# just uploaded my pictures 12 angels 5 tangs 2 triggers



## darrelljonesdc (Jan 12, 2009)

Just joined the forum wanted to show you guys my collection.


----------



## Cody (Dec 22, 2007)

I don't see any pictures. Try out imageshack, photobucket, etc, or the FF uploading sticky.


----------



## darrelljonesdc (Jan 12, 2009)

you have to search my profile..


----------



## Twistersmom (Dec 9, 2008)

Beautiful fish!! Your rock setup looks so nice!


----------



## Kellsindell (Sep 15, 2008)

Very beautiful fish, i saw a guy who had a tank setup with as many as you do, perhaps a bit less... but his tank was a 700g. It's cluttered to me.


----------



## onefish2fish (Jul 22, 2008)

Kellsindell said:


> Very beautiful fish, i saw a guy who had a tank setup with as many as you do, perhaps a bit less... but his tank was a 700g. It's cluttered to me.


 
i would say overstocked more then "cluttered" 
that is just a massive bioload going on even with a huge quality skimmer


----------



## Kellsindell (Sep 15, 2008)

It's cluttered, i like my fish to be able to swim as quickly as they want or need


----------



## veganchick (Jan 10, 2009)

very pretty, but it looks a bit crowded..... The fish need some room to swim, I would say only keep half the fish


----------



## Cody (Dec 22, 2007)

Your fish look like they are in very good health. But it does seem overstocked to me as well, and the fish aren't even full grown yet..


----------



## Sucidemonkey (Dec 28, 2008)

great tank, I envy you!


----------

○ ○ ○ ○ ○ ○ ○

• Jobs:
[a] Write out the passage of the fish tank thread starting at "Your fish look" and ending at "(Dec 28, 2008)", swapping "good health" for "great shape".
[b] List each line of the records that contains the string "green".
The fish tank thread above has no connection to the records that come after it.

• Records to process:
○ ○ ○ ○ ○ ○ ○

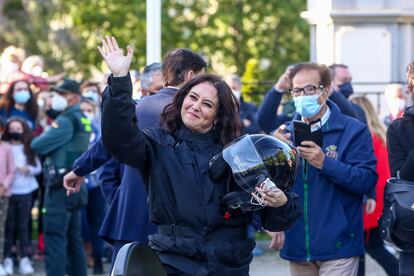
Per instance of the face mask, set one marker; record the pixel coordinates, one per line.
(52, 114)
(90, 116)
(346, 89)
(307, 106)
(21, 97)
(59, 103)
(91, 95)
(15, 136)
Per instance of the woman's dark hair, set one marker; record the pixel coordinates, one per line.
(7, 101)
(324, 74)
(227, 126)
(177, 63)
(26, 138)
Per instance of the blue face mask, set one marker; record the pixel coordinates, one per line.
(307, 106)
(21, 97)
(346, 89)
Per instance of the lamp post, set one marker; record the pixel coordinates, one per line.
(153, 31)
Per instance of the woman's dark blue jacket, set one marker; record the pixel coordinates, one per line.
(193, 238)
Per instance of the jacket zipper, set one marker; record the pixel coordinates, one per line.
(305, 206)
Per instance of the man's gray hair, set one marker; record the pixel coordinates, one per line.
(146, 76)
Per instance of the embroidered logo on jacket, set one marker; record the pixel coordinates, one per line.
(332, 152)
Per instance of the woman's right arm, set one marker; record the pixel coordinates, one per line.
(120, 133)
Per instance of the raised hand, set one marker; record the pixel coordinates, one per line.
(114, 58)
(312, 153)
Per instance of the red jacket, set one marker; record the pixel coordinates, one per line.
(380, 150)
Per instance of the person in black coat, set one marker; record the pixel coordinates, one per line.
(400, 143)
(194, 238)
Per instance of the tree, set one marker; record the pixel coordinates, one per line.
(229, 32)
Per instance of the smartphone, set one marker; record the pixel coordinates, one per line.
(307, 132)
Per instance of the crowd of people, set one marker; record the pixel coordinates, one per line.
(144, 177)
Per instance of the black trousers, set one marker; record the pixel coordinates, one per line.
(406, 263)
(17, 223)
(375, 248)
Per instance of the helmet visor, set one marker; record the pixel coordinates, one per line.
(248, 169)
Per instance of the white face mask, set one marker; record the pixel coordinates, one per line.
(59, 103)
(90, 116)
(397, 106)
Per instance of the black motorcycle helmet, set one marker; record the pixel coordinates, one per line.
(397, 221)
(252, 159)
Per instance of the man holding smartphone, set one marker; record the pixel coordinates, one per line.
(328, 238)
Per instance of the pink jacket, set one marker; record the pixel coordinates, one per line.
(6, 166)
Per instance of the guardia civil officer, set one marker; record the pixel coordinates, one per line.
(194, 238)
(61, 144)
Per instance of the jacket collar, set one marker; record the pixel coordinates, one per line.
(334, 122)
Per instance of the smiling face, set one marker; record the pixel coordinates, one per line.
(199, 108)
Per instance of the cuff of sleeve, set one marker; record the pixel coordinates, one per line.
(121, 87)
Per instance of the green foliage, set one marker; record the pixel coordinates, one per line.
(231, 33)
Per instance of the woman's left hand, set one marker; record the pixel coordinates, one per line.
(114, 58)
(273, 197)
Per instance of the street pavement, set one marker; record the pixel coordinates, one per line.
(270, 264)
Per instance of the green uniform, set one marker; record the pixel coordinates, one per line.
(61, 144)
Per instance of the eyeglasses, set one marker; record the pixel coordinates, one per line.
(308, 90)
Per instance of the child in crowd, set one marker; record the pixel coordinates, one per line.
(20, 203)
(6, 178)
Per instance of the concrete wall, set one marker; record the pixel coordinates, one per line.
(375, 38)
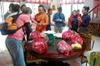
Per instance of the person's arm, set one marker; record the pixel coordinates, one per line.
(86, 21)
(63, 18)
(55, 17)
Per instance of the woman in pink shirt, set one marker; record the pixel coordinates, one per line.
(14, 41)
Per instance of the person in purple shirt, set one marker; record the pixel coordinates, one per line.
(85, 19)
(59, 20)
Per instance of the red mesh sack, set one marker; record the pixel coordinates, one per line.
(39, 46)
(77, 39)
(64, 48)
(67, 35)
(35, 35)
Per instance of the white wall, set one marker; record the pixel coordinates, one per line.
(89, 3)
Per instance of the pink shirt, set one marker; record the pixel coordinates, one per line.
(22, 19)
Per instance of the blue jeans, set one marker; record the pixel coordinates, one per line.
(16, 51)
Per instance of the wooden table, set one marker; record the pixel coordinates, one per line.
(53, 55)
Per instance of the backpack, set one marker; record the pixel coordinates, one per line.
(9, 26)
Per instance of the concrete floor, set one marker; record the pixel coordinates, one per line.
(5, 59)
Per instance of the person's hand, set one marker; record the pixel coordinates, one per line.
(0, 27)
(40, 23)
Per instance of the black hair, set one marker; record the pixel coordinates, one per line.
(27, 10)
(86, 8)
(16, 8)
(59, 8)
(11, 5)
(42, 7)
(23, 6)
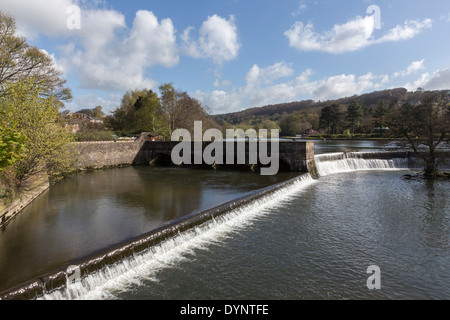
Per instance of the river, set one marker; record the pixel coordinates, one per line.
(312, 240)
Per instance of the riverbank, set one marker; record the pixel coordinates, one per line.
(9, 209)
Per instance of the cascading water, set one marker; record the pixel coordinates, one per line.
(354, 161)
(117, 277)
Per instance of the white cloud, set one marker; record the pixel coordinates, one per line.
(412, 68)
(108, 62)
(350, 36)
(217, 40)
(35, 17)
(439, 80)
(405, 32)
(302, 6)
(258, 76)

○ ○ ○ ○ ○ ○ ○

• Solution list:
[a]
Your fish look like they are in very great shape. But it does seem overstocked to me as well, and the fish aren't even full grown yet..


----------



## Sucidemonkey (Dec 28, 2008)

[b]
Per instance of the green foliage, set one marker; record the pixel coordinates, one per line.
Per instance of the green uniform, set one marker; record the pixel coordinates, one per line.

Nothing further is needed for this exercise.